_Given problem_
Copy out the listing below line for line, keeping every word and coordinate pair unchanged. Leave out the pictures.

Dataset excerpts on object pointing
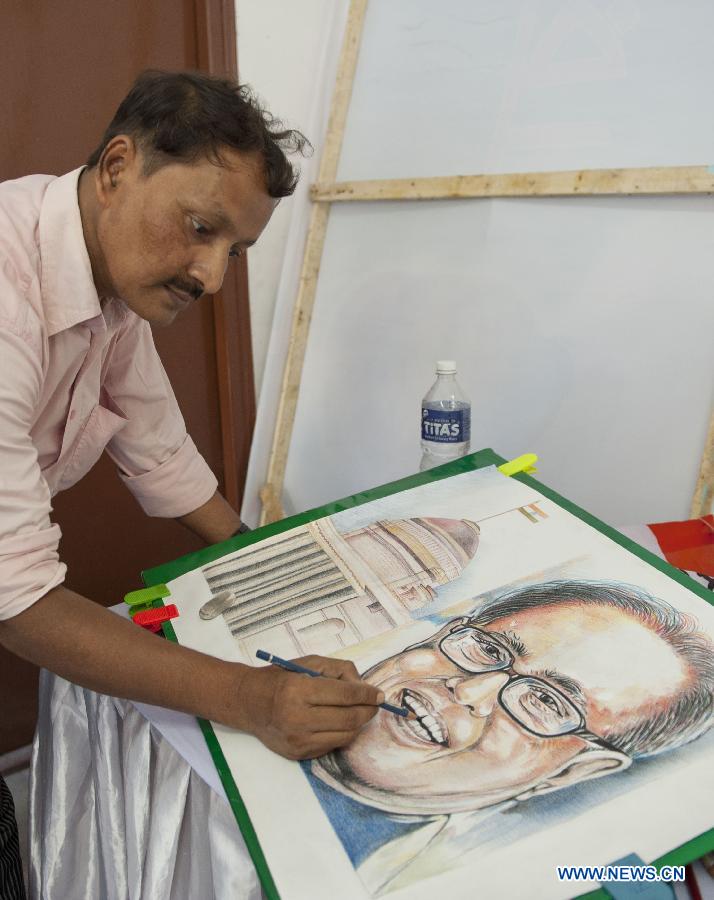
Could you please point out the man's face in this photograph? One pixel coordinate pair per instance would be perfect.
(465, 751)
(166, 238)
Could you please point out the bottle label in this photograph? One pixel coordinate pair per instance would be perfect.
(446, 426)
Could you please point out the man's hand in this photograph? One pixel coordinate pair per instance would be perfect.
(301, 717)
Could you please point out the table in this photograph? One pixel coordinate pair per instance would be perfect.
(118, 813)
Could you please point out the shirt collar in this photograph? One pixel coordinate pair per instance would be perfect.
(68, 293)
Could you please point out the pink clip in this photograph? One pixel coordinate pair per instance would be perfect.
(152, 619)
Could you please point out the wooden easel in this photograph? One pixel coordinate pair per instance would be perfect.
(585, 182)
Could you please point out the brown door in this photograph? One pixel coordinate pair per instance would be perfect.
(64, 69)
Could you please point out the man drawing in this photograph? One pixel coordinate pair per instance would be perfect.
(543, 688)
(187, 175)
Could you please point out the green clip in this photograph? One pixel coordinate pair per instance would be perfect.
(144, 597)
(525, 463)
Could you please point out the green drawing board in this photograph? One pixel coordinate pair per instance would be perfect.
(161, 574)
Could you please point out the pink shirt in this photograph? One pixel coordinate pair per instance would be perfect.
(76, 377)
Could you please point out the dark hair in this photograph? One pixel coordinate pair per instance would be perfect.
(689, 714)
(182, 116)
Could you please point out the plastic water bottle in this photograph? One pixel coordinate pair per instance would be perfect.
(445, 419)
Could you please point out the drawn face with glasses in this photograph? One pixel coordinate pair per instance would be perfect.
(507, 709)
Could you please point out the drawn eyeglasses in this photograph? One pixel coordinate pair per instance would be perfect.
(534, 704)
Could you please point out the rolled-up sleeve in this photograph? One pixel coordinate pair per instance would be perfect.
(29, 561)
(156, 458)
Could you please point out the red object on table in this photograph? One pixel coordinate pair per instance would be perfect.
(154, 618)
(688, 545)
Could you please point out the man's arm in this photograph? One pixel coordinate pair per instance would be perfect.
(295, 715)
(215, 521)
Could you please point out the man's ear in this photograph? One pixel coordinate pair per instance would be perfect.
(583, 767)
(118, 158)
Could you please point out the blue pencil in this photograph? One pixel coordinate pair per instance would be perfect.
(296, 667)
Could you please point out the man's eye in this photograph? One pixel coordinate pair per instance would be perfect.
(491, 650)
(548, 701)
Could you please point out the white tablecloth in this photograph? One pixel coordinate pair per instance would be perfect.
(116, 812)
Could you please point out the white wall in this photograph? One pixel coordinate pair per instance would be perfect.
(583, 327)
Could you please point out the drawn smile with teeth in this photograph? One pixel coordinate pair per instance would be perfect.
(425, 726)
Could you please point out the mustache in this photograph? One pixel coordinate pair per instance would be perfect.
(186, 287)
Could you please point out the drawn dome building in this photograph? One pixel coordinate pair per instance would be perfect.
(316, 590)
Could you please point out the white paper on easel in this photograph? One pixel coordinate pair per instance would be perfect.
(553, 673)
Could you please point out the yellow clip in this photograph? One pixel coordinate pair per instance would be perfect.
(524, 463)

_Response to this exercise_
Could you please point out the man's face in this photograph? One pixel coordinate pair per instance would be perfect.
(465, 751)
(166, 238)
Could you please point out the bottle label in this photograph? One pixel coordinate pair per instance would be perfect.
(446, 426)
Could you please point out the man's hand in this photograph? One pixel coordinate pair per instance would be perfect.
(301, 717)
Could you please point out the table in this photograph? One pixel coordinate pair per instance would be perfect.
(118, 813)
Could you please point out the shirt collar in this photograph? One pixel coordinate pair per instance would be perfect.
(68, 293)
Could you please point out the pink clip in this photograph? One pixel coordinate pair per instance would be perfect.
(152, 619)
Could you please point out the wooden easel in this photograph? One pixel coordinate pair per instance would be perfect.
(585, 182)
Could you please point out the brown door in this photograph? One pixel coordinate pair per instance would be perfect.
(64, 69)
Could you please point out the man drawing in this photograph? One pixel coordinate pair per instance would be perfect.
(543, 688)
(187, 175)
Could you please point out the green clip in this photograph? One pixel coordinate pair per instance would be perfect.
(144, 597)
(525, 463)
Could you please point out the green drawing board in this photograph? One pixel coordinate pair per instance would be perfect.
(161, 574)
Could you please point out the pink shirt in this photograph? One pixel coordinate pair per instance would be perfect.
(76, 377)
Could you please point out the dark hair in this photograph? One pixel coordinate pair per instance would be perfect.
(689, 714)
(182, 116)
Could you please point out the plastic water bottle in this photograph? One pixel coordinate pair per instance would be perfect.
(445, 419)
Could you please point out the drawn face with glasses in this photograph? One pixel coordinate pair per instance would be perfect.
(507, 709)
Could you please point out the drawn eyeglasses in this photograph? One pixel coordinate pair per instance would be perfect.
(534, 704)
Could you please point out the rolled-up sleeve in this photograph? One pixel coordinate pair per instance would be perfect.
(29, 561)
(156, 458)
Could you please point out the red object on table in this photograph? One pixel coordinate pair per instance would be perfect.
(154, 618)
(688, 545)
Could you please point out the man's arm in this photograph? One pixel coordinate pair per instance would be perfect.
(295, 715)
(215, 521)
Could you please point out the man's ear in this photograph? One pixel coordinate pair per instance would be perfect.
(583, 767)
(118, 158)
Could you please point out the blue pencil in this photograph? One pixel coordinate pair per instance would be perfect.
(296, 667)
Could you please point out the man's eye in this photograph? One pixel coordinate pair per instance would be perfect.
(491, 650)
(548, 701)
Could you please point out the white tablecloth in this photograph? One pixel coordinate pair per instance would be perfect.
(116, 812)
Could you please point out the white wall in this photograph? One pixel coordinate pair per instance would be perfect.
(583, 327)
Could you please point out the drawn smile with teeth in this photograph? One pixel coordinate pair per instance would be perfect.
(425, 726)
Could you please point out the mustache in this photograph? One pixel coordinate pair per instance would be perfect.
(186, 287)
Could you please point out the drawn dome building in this photograph? One pixel coordinate pair per instance would be perfect.
(316, 590)
Could you please point out the white paper on easel in this photograph? One pixel coordinate pair per instance would be perfect.
(553, 673)
Could you please point out the yellow clip in this photograph? One pixel coordinate pair per instance would be perfect.
(524, 463)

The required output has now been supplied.